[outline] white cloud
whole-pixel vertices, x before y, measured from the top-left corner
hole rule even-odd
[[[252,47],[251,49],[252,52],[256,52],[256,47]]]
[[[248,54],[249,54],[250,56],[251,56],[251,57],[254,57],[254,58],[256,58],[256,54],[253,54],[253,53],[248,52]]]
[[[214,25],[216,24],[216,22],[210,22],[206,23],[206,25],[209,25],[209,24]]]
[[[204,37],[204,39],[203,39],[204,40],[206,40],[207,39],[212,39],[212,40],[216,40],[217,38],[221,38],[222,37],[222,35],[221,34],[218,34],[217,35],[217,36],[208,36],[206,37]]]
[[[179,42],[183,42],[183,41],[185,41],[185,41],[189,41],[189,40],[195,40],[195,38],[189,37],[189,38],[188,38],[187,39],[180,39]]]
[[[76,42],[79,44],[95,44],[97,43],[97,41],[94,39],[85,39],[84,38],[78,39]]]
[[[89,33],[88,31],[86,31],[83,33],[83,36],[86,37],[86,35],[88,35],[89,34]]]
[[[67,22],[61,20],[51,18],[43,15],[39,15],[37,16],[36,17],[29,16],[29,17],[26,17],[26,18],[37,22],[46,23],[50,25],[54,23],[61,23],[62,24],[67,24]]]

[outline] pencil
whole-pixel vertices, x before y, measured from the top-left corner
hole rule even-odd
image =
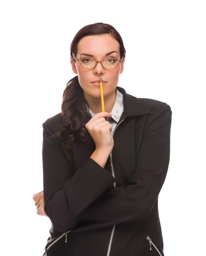
[[[101,99],[102,100],[102,112],[104,112],[104,95],[102,88],[102,77],[99,78],[99,83],[100,85]]]

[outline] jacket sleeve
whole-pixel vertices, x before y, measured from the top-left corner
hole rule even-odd
[[[167,104],[154,112],[145,123],[136,170],[128,185],[101,195],[85,211],[73,232],[142,219],[149,214],[168,167],[172,115]]]
[[[50,138],[53,133],[45,122],[42,125],[44,211],[54,227],[64,233],[76,225],[85,209],[116,180],[90,157],[75,172],[72,153],[69,159],[65,157],[58,140]]]

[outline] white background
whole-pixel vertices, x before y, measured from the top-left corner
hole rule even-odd
[[[61,111],[75,76],[73,37],[99,22],[124,41],[118,85],[172,110],[170,162],[159,196],[165,255],[206,255],[205,3],[1,2],[1,255],[44,253],[51,222],[37,215],[32,200],[43,190],[42,124]]]

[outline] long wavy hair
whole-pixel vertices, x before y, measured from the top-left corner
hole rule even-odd
[[[84,26],[74,37],[70,49],[70,55],[74,61],[76,60],[72,53],[76,55],[78,43],[82,38],[88,35],[104,34],[109,34],[116,39],[119,44],[121,58],[125,55],[126,51],[119,32],[110,25],[98,23]],[[61,113],[63,124],[61,126],[61,129],[51,136],[58,137],[65,148],[70,150],[72,150],[72,142],[75,138],[85,142],[90,137],[85,128],[86,124],[91,117],[86,106],[89,108],[84,98],[84,90],[79,84],[78,76],[76,76],[68,82],[63,93]]]

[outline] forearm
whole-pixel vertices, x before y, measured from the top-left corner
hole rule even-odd
[[[96,149],[90,157],[104,168],[112,149],[110,148]]]

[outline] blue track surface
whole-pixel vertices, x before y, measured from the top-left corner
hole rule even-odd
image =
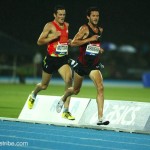
[[[1,120],[0,149],[150,150],[150,135]]]

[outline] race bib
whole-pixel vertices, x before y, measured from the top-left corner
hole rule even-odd
[[[66,55],[68,53],[68,45],[66,43],[58,44],[56,47],[56,53],[59,55]]]
[[[86,55],[98,55],[99,54],[99,50],[100,50],[100,46],[99,45],[92,45],[92,44],[89,44],[87,45],[86,47],[86,52],[85,54]]]

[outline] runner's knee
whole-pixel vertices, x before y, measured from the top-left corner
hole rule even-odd
[[[41,90],[46,90],[48,85],[47,84],[38,84],[38,87],[40,87]]]
[[[73,92],[75,95],[77,95],[80,92],[80,89],[74,89]]]

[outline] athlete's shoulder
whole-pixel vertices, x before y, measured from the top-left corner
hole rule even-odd
[[[83,24],[81,27],[80,27],[80,30],[88,30],[88,26],[87,24]]]
[[[69,26],[69,23],[68,22],[64,22],[64,24],[68,27]]]
[[[99,30],[100,30],[100,32],[103,32],[103,28],[102,27],[99,27]]]

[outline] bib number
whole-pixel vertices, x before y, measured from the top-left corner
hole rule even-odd
[[[99,54],[100,46],[89,44],[86,47],[86,55],[96,56]]]
[[[68,45],[58,44],[56,47],[56,53],[59,55],[66,55],[68,53]]]

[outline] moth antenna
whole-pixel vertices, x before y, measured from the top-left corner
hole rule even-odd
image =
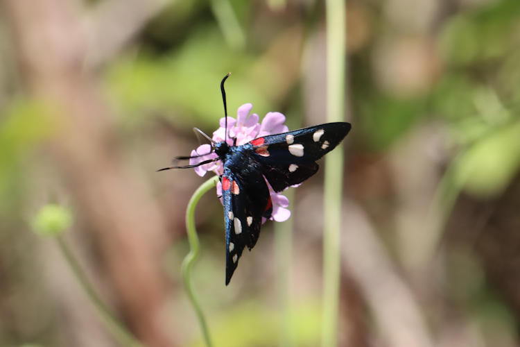
[[[213,139],[209,137],[208,135],[207,135],[206,134],[205,134],[204,131],[201,130],[198,128],[193,128],[193,131],[195,132],[196,134],[198,133],[199,134],[206,137],[206,139],[209,139],[211,142],[211,145],[215,144],[216,142],[213,140]]]
[[[195,164],[193,165],[184,165],[183,167],[163,167],[162,169],[159,169],[159,170],[155,170],[155,172],[164,171],[165,170],[171,170],[172,169],[191,169],[192,167],[200,167],[200,165],[204,165],[205,164],[209,164],[210,162],[216,162],[217,160],[219,160],[219,159],[218,158],[216,158],[215,159],[208,159],[207,160],[200,162],[198,164]]]
[[[222,79],[220,82],[220,92],[222,92],[222,101],[224,103],[224,127],[226,129],[226,135],[225,141],[227,142],[227,105],[226,105],[226,91],[224,90],[224,82],[226,81],[227,78],[231,75],[231,72],[228,72],[226,76]]]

※

(Task directions):
Scale the lines between the ones holding "[outline] long wavy hair" and "[[[1,120],[0,149],[150,150],[150,135]]]", inclusive, writing them all out again with requests included and multiplying only the vertex coordinates in the answers by 2.3, rounded to whole numbers with halves going up. Leave the pictures out of your answer.

(Output):
[outline] long wavy hair
whole-pixel vertices, x before y, measured from the top-left corner
hole rule even-odd
[[[193,60],[170,85],[161,113],[161,127],[170,140],[175,138],[166,122],[175,127],[179,99],[189,87],[202,81],[239,78],[251,78],[267,90],[274,101],[278,133],[288,127],[290,117],[274,74],[253,58],[225,53]],[[140,260],[145,285],[140,290],[140,297],[117,313],[133,315],[150,340],[161,345],[166,345],[166,327],[173,317],[196,327],[207,315],[196,294],[198,285],[209,269],[198,244],[205,248],[193,225],[193,207],[182,193],[179,175],[175,175],[156,189],[145,214]]]

[outline] forearm
whole-pixel vertices, x before y, measured from the top-left corner
hole rule even-odd
[[[221,343],[207,361],[239,386],[258,343],[253,340]]]

[outline] blue track surface
whole-pixel vertices, x before y, measured from the top-left corner
hole rule even-odd
image =
[[[2,276],[0,343],[345,345],[345,311]]]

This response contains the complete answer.